ESTRATTO FORNITO >>
******
Ella non è solo il demone; è la Gigantessa, la Maga, la Grande Vagina che tutto inghiotte allo scopo di mantenere in equilibrio la ruota della vita. Il grembo femminile è detentore di un potere che l'uomo non può scalfire - e questo potere passa attraverso il sangue, che è sangue mestruale e sangue dell'assassinio, inteso come rito di rigenerazione.

mercoledì 11 febbraio 2009

Della magia delle parole - Parte I

Spesso mi rendo conto che il mio interesse per la letteratura e la parola scritta può apparire poco inerente alla fede religiosa e al mio amore per la Magna Mater - più simile a un gioco intellettuale che all'afflato del credente.
Questa convinzione non è sbagliata solo per ciò che mi riguarda, ma anche (e soprattutto) perché trae origine da un'errata valutazione del mezzo poetico; che è, in un'unica soluzione, strumento affilato e magnifico della mente umana e primo vero atto magico della storia.
Fin dalle origini, infatti, la magia si è espressa attraverso la "legatura" delle parole che, cadenzate e catartiche, avevano la possibilità di aprire mondi "altri" e di soddisfare la volontà dell'operante.
Andando avanti nei secoli, con l'affinarsi del mezzo espressivo, la parola poetica diviene veicolo di conoscenza - dove per Conoscenza si intende la discesa del divino nella natura umana. E', in breve, l'in-vasamento: il poeta, otre vivente e pulsante, accoglie la divinità dentro di sé, divenendo tutt'uno con essa e acquisendo la capacità di "vedere" e di mostrare ciò che ha visto agli altri uomini.
Esiodo, nel proemio della Teogonia, è molto chiaro in merito: le parole sono ispirate dalle Muse ed è a queste divinità che il poeta si rivolge per conoscere la verità, in modo da poterla tramandare.
******
DATI FORNITI >>
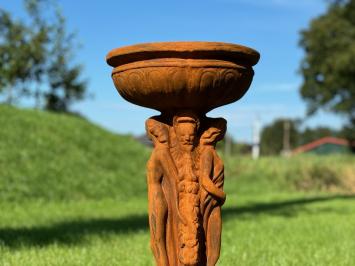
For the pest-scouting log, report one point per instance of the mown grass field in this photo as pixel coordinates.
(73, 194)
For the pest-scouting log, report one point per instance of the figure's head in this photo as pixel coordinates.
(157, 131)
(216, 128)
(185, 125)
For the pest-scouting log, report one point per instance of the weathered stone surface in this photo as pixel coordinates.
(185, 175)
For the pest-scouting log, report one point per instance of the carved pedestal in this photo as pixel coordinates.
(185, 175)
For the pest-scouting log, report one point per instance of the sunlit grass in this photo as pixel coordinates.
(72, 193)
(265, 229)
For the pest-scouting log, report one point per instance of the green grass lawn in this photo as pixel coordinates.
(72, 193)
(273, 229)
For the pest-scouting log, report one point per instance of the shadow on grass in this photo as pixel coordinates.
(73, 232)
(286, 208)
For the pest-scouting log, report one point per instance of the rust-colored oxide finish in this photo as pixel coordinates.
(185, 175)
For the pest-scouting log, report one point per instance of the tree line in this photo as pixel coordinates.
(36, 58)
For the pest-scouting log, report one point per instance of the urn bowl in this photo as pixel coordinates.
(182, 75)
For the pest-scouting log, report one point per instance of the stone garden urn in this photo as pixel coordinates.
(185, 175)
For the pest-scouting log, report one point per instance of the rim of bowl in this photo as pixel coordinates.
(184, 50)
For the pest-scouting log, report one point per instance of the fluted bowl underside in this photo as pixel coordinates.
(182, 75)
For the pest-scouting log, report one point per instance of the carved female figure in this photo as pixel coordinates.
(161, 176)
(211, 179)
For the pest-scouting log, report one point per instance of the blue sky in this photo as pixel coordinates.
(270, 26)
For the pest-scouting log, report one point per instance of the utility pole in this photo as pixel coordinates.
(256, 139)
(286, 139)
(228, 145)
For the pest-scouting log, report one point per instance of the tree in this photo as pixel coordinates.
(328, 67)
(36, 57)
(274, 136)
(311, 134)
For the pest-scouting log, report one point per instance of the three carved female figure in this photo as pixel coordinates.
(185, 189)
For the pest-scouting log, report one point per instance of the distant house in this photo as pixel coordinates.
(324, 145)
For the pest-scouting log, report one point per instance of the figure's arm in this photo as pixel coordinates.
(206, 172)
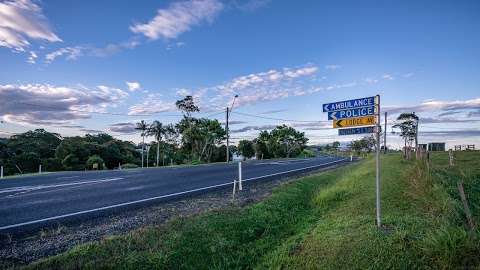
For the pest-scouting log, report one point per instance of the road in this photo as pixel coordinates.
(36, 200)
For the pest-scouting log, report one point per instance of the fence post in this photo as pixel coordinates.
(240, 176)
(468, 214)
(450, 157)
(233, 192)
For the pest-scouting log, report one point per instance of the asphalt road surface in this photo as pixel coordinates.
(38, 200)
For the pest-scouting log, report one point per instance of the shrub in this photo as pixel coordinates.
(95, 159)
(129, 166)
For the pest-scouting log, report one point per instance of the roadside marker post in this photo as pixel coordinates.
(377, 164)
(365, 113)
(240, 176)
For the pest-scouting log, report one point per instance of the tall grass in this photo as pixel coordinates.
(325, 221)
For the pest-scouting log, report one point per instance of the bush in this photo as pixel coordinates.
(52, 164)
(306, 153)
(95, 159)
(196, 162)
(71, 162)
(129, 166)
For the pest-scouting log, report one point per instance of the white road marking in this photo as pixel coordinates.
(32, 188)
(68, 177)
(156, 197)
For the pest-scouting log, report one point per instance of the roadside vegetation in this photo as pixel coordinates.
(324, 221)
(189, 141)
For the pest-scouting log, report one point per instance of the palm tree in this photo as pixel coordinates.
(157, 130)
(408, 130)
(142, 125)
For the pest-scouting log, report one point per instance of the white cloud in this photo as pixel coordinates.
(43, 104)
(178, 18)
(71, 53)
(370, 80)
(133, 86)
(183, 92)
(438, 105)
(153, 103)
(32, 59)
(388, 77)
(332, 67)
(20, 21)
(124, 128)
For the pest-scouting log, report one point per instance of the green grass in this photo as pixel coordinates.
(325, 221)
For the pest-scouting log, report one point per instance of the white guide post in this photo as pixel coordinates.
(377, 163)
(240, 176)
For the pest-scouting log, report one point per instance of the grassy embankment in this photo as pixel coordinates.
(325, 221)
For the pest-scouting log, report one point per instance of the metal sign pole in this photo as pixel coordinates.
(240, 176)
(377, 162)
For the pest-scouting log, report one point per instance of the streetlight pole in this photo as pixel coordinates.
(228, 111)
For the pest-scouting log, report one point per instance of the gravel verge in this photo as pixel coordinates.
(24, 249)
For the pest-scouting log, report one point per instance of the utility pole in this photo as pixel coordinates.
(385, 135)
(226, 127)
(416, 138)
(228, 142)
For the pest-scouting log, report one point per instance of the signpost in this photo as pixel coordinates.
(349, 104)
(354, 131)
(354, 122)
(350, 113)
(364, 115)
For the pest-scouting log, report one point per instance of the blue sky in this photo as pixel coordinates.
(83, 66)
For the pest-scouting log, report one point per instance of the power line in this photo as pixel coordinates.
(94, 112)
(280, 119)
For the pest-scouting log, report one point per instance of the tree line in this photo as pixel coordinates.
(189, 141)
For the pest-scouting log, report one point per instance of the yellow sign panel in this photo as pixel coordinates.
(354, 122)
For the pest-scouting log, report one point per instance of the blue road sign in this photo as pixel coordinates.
******
ESERCIZI PROPOSTI >>
**1.** Traduca in inglese la seguente frase dell'estratto sulla magia delle parole: "Esiodo, nel proemio della Teogonia, è molto chiaro in merito: le parole sono ispirate dalle Muse ed è a queste divinità che il poeta si rivolge per conoscere la verità, in modo da poterla tramandare."
**2.** Prosegua il brano sulla magia delle parole, riprendendo subito dopo l'ultima frase riportata.

ESERCIZI SVOLTI >>
**1.** In the proem of the Theogony, Hesiod is very clear on this point: words are inspired by the Muses, and it is to these deities that the poet turns in order to know the truth, so that he may hand it down.

**2.**
Beato il mortale caro alle Muse:
a lui fiorisce dalle labbra la voce [...].
Figlie di Giove, salvete, l'amabile canto a me date;
e celebrate la stirpe dei Numi che vivono eterni,
che nacquero dalla Terra, dal Cielo gremito di stelle,
e dalla buia Notte: nutriti altri furon dal mare.
E dite come prima la Terra ebbe origine, e i Numi
nacquero, e i Fiumi, e il Mare che irato si gonfia, infinito,
e sfavillanti gli astri nell'alto, e l'amplissimo Cielo.


(Esiodo, Teogonia)

La poesia - dunque - come Conoscenza.
E la Conoscenza come atto generativo, produzione di Verità e di Realtà (alternative?).

G. Courbet, L'origine du monde

Ecco che, legato al significato originario del termine poesia (dal greco poièo: compongo, invento, produco, faccio), il gesto poetico - fatto di cadenze ritmiche, capaci di rapire la nostra mente e la nostra attenzione - acquista una nuova arcana valenza...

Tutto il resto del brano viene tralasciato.